Supplied entries |

_ _ _ _

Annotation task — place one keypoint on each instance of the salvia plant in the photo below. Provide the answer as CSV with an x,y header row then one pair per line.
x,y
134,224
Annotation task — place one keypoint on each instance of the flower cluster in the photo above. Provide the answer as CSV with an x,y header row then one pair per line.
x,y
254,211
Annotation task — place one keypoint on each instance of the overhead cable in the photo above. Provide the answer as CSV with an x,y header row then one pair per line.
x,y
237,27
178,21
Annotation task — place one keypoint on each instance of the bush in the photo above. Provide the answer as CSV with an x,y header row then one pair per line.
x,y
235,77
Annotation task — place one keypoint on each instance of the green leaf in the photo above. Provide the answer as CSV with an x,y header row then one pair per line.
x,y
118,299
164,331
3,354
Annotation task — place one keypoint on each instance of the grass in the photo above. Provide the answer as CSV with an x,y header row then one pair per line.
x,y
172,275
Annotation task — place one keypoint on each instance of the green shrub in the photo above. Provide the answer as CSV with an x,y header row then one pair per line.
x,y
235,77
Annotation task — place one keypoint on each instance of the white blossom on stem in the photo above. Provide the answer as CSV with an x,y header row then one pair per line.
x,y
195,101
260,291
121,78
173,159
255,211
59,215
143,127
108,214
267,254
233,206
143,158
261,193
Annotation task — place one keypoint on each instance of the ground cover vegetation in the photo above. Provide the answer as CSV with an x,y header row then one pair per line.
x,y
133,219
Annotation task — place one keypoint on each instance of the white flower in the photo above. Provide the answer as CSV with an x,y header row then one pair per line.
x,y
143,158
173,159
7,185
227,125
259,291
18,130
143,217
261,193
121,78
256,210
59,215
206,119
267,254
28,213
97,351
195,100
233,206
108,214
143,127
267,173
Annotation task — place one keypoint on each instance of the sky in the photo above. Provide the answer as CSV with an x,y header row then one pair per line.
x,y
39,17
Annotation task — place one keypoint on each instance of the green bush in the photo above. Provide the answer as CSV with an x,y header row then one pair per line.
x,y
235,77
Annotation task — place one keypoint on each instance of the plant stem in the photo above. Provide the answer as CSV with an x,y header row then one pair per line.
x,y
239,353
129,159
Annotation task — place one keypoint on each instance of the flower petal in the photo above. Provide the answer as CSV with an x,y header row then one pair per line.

_ _ _ _

Exercise | No lines before the one containing "of the plant" belong in the answer; write out that line and each one after it exactly, through the end of the records.

Answer section |
Annotation task — place one keypoint on each instance of the plant stem in the photo above. Provide the answer as CSV with an x,y header row then one pair per line.
x,y
239,353
129,159
Annotation task — place one keypoint on each instance of the flower petal in the photo above. Provide the answer as CSV with an x,y header row then one pair per line.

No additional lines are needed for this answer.